Le Projet 1619 et la glorification de la monarchie par le New York Times

Dans sa couverture de la mort de la reine Elizabeth II et du couronnement du roi Charles, le New York Times a publié article après article célébrant l’apparat de la monarchie britannique. Ce faisant, le journal responsable de la publication du Projet 1619 s’empêtre dans de nombreuses couches de contradictions.

Dans son Projet 1619, publié à l’automne 2019 et annoncé en grande pompe, le Times a entrepris de réviser fondamentalement l’histoire américaine au service de la politique identitaire contemporaine. Dans la lignée des théories académiques postmodernes, le Projet 1619 présentait un nouveau «récit» de l’histoire américaine qui effaçait le rôle progressiste des deux premières révolutions américaines. Il affirmait que la Révolution américaine était une contre-révolution menée pour défendre l’esclavage et que, pendant la guerre de Sécession, l’abolition de l’esclavage n’était qu’un résultat accessoire d’une guerre menée pour l’unité nationale.

De cette façon, le Times et son Projet 1619 ont créé le contexte justifiant le retrait des statues de révolutionnaires et d’abolitionnistes américains dans tout le pays. Au cours de l’été 2020, sous l’influence des conceptions avancées par le Projet 1619, la ville de Portland, dans l’Oregon, a retiré une statue de Thomas Jefferson, l’auteur de la Déclaration d’indépendance, ainsi qu’une statue de George Washington, le général révolutionnaire qui a vaincu les Britanniques dans la guerre d’indépendance. La ville de New York a retiré une statue de Jefferson de l’hôtel de ville. La ville de San Francisco a enlevé une statue d’Ulysses S. Grant, qui a mené une campagne militaire décisive dans la guerre pour l’abolition de l’esclavage et, en tant que président pendant la Reconstruction, a supprimé le Ku Klux Klan. La ville de Boston a retiré un monument public à Abraham Lincoln, qui a signé la proclamation d’émancipation. De nombreuses autres villes ont pris des mesures similaires.

Jefferson, Lincoln, Grant et Washington ont tous été boycottés parce qu’ils ne pouvaient pas passer le test de pureté imposé par le Times– mais au cours des deux dernières semaines, nous avons appris que ce même test de pureté ne s’applique manifestement pas aux rois et reines du Royaume-Uni.

## Données extraites:
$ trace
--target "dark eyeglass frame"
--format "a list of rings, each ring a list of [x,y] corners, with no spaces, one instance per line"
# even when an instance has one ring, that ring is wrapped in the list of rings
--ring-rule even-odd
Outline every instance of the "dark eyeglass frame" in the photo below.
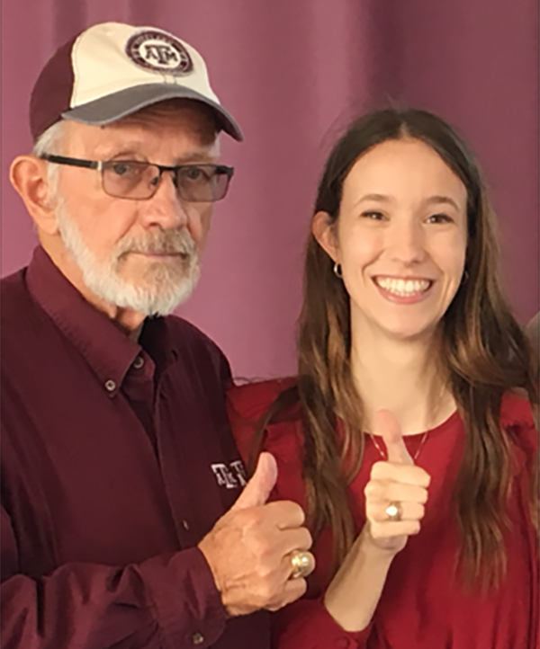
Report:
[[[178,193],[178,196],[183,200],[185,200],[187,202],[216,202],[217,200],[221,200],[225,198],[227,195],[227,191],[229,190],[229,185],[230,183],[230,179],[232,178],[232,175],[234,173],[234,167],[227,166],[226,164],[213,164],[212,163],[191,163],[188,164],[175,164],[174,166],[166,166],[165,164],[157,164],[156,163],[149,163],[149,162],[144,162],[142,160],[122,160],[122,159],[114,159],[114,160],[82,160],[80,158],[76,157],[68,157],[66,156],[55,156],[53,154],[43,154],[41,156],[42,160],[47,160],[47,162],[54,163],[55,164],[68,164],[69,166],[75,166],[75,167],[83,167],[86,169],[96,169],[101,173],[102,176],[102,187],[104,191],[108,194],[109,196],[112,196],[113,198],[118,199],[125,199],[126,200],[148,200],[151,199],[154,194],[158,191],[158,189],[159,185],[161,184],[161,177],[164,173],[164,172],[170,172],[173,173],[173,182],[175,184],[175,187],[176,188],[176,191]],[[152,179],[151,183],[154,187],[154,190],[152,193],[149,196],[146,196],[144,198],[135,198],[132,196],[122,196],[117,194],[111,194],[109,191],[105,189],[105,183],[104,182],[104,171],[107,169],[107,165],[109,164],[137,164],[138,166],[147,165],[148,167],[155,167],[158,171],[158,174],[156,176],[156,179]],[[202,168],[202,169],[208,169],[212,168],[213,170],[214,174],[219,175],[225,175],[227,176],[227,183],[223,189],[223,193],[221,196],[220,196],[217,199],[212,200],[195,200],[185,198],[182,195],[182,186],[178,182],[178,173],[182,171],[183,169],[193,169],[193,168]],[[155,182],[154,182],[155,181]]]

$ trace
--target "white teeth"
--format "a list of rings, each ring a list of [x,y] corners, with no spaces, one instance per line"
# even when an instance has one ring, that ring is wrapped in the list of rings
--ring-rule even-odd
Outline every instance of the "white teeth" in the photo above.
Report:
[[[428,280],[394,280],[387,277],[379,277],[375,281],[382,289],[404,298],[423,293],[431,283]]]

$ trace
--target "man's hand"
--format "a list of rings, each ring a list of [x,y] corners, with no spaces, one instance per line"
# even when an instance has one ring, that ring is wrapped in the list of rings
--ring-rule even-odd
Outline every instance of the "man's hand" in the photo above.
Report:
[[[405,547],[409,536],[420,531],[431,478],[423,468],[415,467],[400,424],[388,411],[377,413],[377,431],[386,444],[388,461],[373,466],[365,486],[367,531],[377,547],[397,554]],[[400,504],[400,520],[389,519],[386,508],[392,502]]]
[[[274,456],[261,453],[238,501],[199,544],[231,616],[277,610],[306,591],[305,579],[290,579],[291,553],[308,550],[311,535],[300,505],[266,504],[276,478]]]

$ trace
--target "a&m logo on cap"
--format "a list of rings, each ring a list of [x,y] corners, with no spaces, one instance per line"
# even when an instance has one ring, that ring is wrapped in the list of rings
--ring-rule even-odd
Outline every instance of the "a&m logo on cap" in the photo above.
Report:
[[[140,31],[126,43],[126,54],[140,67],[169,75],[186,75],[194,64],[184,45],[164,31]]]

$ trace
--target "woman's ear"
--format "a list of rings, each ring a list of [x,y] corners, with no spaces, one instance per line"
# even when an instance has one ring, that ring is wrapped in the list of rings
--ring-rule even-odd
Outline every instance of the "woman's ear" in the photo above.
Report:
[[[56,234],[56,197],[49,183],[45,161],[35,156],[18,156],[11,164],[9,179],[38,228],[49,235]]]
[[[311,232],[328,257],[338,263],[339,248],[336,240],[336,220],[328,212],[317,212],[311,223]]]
---
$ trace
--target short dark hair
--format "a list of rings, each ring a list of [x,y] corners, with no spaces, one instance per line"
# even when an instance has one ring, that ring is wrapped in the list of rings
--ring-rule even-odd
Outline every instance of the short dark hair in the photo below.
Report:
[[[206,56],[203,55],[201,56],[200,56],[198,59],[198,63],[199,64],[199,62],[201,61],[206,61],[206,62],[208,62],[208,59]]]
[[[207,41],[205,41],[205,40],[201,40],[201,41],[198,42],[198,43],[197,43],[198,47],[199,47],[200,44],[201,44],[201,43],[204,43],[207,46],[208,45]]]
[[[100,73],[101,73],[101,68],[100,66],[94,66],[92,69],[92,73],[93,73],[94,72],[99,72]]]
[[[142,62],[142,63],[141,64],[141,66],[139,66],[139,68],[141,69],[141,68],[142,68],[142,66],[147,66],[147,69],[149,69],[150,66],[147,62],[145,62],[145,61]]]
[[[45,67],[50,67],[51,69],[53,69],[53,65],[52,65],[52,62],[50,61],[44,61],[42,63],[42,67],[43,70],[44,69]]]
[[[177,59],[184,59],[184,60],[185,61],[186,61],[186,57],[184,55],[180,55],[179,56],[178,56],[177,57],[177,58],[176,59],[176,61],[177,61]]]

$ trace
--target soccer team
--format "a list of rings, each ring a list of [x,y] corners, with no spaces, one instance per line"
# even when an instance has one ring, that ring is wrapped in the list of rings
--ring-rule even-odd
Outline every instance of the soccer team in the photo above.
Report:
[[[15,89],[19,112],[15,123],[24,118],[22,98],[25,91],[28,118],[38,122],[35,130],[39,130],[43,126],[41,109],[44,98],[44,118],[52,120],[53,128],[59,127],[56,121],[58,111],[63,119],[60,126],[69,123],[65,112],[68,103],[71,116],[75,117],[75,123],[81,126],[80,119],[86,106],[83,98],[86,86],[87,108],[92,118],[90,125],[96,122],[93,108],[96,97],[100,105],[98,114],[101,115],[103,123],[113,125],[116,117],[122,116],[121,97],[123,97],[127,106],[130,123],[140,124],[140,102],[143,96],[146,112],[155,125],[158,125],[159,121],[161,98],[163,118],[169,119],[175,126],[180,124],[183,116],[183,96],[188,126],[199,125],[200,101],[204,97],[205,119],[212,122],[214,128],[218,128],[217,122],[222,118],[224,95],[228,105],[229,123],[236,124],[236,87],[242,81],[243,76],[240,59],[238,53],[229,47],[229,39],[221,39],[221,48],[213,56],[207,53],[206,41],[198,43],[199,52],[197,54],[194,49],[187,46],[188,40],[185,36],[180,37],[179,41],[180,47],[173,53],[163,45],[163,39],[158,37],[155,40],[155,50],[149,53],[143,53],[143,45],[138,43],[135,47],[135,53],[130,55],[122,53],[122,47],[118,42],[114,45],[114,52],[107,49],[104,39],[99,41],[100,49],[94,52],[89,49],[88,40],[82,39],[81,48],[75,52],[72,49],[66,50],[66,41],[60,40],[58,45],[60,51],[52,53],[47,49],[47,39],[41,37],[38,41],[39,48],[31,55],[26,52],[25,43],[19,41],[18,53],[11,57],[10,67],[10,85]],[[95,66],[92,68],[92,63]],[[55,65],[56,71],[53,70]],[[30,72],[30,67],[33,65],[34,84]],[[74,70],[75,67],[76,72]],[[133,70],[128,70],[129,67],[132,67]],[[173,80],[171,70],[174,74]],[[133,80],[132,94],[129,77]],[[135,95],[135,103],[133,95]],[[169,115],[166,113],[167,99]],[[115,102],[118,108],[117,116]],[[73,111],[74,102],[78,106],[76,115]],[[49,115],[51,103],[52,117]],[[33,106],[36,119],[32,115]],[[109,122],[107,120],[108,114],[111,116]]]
--
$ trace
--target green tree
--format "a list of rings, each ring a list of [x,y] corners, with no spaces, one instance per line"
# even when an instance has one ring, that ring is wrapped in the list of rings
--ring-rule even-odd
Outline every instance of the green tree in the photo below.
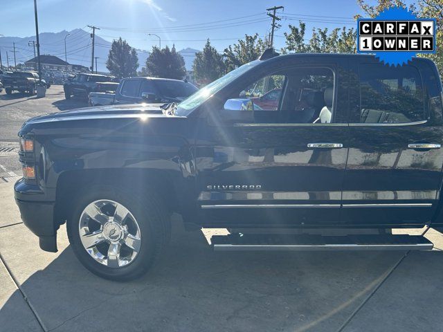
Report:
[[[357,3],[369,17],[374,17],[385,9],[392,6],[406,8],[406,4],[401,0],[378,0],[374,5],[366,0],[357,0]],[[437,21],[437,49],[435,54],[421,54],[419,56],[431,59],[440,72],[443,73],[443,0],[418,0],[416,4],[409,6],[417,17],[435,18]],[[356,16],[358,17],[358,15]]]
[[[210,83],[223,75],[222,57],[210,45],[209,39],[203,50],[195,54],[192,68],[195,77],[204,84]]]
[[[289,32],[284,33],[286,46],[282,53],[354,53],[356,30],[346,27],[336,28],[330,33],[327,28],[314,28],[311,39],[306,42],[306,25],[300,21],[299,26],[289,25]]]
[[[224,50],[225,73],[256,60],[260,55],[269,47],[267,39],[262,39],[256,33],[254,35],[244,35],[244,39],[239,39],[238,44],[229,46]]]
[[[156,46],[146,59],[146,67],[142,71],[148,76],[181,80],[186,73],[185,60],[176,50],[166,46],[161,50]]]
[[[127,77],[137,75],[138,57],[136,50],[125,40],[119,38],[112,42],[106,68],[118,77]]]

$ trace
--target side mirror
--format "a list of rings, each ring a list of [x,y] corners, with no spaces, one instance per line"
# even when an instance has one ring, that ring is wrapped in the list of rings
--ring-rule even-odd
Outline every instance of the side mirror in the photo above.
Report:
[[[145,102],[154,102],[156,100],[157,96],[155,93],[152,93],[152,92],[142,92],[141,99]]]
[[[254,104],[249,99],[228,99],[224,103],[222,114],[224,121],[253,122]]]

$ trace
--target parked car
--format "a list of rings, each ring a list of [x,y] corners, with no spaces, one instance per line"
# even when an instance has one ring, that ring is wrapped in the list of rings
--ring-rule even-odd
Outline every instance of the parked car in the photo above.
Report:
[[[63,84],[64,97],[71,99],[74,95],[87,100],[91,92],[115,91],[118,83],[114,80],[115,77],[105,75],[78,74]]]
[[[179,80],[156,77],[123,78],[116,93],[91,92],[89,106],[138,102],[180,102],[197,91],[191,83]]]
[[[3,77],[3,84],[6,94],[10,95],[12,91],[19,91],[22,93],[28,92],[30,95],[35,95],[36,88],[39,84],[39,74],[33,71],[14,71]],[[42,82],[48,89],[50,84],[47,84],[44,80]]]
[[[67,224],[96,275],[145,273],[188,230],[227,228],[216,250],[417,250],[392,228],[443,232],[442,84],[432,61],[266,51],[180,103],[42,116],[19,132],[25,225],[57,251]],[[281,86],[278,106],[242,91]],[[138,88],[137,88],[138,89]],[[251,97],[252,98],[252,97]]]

## Tâches à réaliser:
1: Recopiez, s'il vous plaît, un passage de l'article sur le Projet 1619 : commencez aux mots « Le Projet 1619 et » et arrêtez-vous après « couches de contradictions. ».
2: D'après l'article sur le Projet 1619, quel monument la ville de Boston a-t-elle retiré ?
Seul l'article sur le Projet 1619 doit servir de source.

## Réponses attendues:
1:
Le Projet 1619 et la glorification de la monarchie par le New York Times

Dans sa couverture de la mort de la reine Elizabeth II et du couronnement du roi Charles, le New York Times a publié article après article célébrant l’apparat de la monarchie britannique. Ce faisant, le journal responsable de la publication du Projet 1619 s’empêtre dans de nombreuses couches de contradictions.

2: Un monument public à Abraham Lincoln.